CANADIAN DOLLAR FORECAST TO SOUR AS BOC SHIFTS MONETARY POLICY STANCE
- CAD price outlook grows increasingly less optimistic with the Canadian Dollar at risk owing to a greater probability that the Bank of Canada will soon cut interest rates
- The October BOC Monetary Policy Report revealed the central bank’s lackluster forecasts for the Canadian economy and also underscored major downside risks to its outlook
- The Canadian Dollar stands to drop if upcoming economic data on Canadian employment, consumption or housing disappoints and prompts a rise in BOC rate cut expectations
The Bank of Canada (BOC) remains one of the last standing central banks to avoid cutting interest rates this year. Despite persistent slowing global GDP growth headwinds, the Canadian economy has remained resilient and largely supported the BOC’s firm monetary policy stance. In turn, the Canadian Dollar (CAD) has strengthened considerably throughout the year and is the top performing G10 currency against the US Dollar with a year-to-date spot return of roughly 3.5%.
────────────────────────────────────────
_Set of tasks:_
#1 Gather every line in the entries below that contains the string "with".
#2 Carry on the Canadian Dollar article above, picking up right after its last sentence.

Source records:
────────────────────────────────────────
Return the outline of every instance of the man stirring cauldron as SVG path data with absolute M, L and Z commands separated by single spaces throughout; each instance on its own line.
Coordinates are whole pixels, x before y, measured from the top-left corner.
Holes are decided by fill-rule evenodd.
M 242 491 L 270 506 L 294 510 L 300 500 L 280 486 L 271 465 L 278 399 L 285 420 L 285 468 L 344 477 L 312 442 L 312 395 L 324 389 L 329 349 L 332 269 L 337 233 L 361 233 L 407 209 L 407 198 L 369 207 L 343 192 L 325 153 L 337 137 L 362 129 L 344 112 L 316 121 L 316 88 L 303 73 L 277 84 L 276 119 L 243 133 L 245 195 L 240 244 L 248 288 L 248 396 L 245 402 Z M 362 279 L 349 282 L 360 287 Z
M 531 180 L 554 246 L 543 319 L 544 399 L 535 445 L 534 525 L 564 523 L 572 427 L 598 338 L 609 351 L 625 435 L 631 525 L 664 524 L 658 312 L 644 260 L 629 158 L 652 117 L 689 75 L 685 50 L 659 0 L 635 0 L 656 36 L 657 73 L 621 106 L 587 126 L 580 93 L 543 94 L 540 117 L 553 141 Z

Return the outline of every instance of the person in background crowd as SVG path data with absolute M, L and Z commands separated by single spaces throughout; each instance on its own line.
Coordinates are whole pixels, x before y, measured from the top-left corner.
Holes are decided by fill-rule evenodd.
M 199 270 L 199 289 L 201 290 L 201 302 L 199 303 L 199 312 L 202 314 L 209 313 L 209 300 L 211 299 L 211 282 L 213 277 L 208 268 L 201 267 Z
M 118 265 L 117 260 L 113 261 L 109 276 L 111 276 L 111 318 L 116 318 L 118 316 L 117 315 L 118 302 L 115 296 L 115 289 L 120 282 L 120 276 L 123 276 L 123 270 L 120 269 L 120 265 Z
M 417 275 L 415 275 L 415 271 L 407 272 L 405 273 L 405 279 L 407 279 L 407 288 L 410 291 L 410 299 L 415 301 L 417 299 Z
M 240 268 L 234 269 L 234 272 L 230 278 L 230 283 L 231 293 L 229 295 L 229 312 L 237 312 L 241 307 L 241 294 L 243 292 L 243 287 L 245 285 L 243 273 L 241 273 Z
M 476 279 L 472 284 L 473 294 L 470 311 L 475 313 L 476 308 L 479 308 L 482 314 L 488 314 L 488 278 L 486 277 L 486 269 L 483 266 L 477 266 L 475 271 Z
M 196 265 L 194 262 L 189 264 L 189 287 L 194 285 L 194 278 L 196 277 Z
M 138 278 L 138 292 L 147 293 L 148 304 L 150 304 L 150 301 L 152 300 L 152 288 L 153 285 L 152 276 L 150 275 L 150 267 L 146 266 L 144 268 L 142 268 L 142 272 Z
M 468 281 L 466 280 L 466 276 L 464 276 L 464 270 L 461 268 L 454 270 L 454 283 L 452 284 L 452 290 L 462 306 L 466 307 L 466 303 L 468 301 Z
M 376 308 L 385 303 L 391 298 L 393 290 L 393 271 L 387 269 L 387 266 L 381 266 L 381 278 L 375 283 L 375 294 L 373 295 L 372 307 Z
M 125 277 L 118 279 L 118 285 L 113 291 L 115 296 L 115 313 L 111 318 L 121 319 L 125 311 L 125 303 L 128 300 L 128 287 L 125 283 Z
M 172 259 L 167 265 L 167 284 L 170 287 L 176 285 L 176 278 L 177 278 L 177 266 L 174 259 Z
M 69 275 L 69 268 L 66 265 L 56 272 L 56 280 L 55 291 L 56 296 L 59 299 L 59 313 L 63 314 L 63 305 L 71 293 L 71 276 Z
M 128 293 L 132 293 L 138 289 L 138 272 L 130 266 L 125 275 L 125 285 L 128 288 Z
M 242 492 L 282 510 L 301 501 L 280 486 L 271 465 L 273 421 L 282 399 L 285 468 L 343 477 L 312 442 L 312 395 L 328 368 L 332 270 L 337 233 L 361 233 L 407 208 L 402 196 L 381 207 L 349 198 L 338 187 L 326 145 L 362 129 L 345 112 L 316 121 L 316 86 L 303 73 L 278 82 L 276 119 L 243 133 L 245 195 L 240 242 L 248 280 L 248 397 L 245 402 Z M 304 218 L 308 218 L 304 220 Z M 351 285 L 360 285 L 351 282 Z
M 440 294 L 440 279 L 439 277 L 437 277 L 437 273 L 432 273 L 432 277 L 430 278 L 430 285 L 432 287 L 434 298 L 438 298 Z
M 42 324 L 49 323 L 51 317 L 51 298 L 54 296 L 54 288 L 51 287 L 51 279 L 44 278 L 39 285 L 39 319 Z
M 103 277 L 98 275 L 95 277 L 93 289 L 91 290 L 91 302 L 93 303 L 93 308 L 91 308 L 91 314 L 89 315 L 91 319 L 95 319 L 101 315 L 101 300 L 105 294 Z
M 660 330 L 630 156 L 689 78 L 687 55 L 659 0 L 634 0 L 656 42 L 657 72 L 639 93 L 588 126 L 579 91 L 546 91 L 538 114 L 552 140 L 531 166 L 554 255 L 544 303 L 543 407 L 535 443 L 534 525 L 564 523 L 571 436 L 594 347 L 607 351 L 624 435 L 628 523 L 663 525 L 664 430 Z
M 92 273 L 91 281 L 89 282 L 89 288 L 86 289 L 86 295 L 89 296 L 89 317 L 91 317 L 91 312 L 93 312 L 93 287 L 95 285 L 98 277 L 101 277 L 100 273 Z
────────────────────────────────────────
_Answers to the problems:_
#1
Return the outline of every instance of the man stirring cauldron as SVG path data with absolute M, L and Z commands separated by single spaces throughout; each instance on its own line.
Return the outline of every instance of the person in background crowd as SVG path data with absolute M, L and Z commands separated by single spaces throughout; each instance on its own line.

#2
That could soon change, however, if the BOC comes under pressure to capitulate and join the dovish central banks. On balance the Canadian Dollar Currency Index is up 3.1% so far for 2019 as of the November 6 close, but CAD price action is starting to show signs of deteriorating.
CAD PRICE OUTLOOK – CANADIAN DOLLAR CURRENCY INDEX CHART: WEEKLY TIME FRAME (MARCH 2017 TO NOVEMBER 2019)
The Canadian Dollar pivoted broadly lower following the October BOC Meeting where the Bank of Canada softened up some language in its monetary policy statement and also provided uninspiring revisions to its economic projections. Notably, the BOC lowered its 2020 inflation forecast to 1.8% and could provide capacity for dovish action down the road – particularly if Canadian inflation does in fact drift below the central bank’s 2% symmetric target.
BOC INFLATION TARGET & KEY CANADIAN INFLATION INDICATORS
I noted mid-October that outlook for the Canadian Dollar was at risk ahead of the most recent Canada jobs report and October BOC meeting. With Canada inflation (measured via CPI Trim – the BOC’s preferred inflation gauge) tracking close to the central bank’s 2% symmetric target, however, it may be difficult for the BOC Governing Council to justify cutting its policy interest rate. Though a disappointing Canada GDP reading, which just crossed the wires last week at a worse-than-expected 1.3% annualized rate (compared to the 1.4% market consensus), is more than likely on the BOC’s radar.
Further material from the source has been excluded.